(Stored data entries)
——

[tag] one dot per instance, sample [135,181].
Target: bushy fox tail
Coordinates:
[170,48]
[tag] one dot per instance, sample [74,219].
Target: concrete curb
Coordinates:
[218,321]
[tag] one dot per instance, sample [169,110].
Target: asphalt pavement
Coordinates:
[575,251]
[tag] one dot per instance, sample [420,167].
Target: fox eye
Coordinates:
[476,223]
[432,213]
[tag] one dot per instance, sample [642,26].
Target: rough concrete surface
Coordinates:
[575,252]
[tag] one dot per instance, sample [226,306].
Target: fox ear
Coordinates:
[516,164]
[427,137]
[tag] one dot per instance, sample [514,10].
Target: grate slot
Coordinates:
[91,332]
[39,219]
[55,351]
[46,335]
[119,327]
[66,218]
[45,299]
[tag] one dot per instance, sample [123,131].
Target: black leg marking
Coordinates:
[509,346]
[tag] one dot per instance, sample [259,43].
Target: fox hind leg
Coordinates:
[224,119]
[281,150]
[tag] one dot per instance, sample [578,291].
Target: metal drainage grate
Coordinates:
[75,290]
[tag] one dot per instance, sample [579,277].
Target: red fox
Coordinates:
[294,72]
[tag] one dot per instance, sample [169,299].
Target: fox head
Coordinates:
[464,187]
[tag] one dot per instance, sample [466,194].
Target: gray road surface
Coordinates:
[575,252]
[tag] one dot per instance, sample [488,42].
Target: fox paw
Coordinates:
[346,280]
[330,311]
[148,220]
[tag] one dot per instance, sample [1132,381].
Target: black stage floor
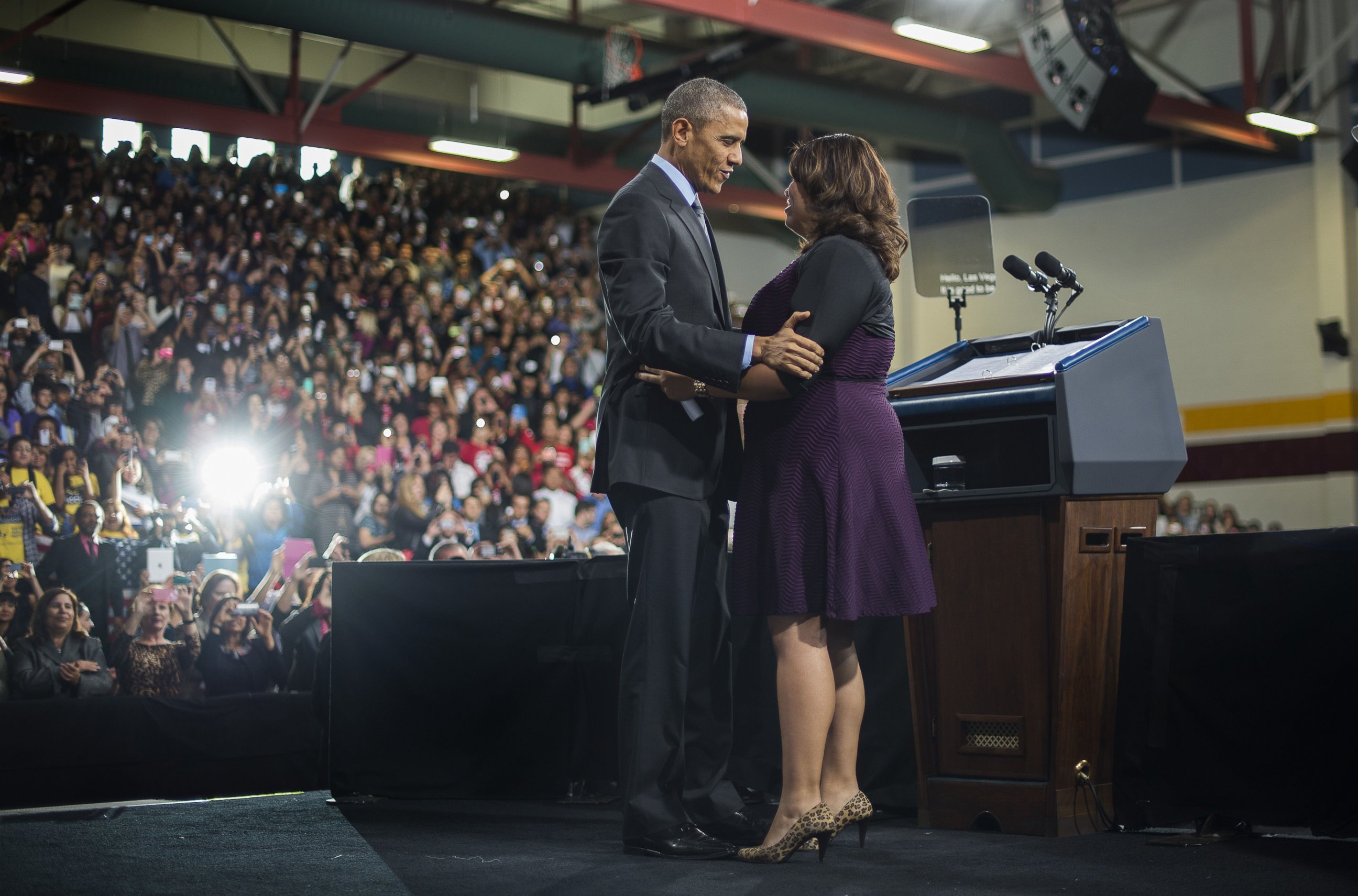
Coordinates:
[299,845]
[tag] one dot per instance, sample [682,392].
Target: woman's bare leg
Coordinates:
[840,770]
[806,707]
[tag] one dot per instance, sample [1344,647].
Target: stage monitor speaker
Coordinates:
[1084,67]
[1236,690]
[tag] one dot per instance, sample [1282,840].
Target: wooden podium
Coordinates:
[1013,675]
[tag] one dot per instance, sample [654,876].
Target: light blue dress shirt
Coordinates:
[691,196]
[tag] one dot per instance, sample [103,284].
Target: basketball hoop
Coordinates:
[621,58]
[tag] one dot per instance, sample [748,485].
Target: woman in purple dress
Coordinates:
[826,526]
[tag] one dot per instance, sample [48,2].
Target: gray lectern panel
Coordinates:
[1118,420]
[1097,409]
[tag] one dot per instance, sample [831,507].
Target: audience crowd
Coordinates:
[398,364]
[1186,516]
[223,360]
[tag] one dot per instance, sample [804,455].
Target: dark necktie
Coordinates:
[703,219]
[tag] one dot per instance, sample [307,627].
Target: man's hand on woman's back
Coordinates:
[785,351]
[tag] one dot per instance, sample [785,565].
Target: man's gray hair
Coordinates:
[698,101]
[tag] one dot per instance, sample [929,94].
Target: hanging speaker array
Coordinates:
[1084,67]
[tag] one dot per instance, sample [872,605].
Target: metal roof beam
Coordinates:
[860,35]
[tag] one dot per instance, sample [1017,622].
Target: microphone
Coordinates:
[1020,269]
[1058,272]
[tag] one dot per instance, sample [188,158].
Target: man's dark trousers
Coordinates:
[674,711]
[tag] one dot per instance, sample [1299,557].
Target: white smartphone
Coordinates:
[159,564]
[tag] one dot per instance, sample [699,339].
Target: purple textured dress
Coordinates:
[826,522]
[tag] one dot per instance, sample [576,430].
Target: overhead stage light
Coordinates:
[15,76]
[474,151]
[1295,127]
[906,26]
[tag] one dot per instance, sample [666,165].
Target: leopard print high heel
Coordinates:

——

◆ TRY IT: A copy of each line in the data above that holds the string "light" is needed.

◆ ANSWER BOX:
Target: light blue dress shirt
Target: overhead stage light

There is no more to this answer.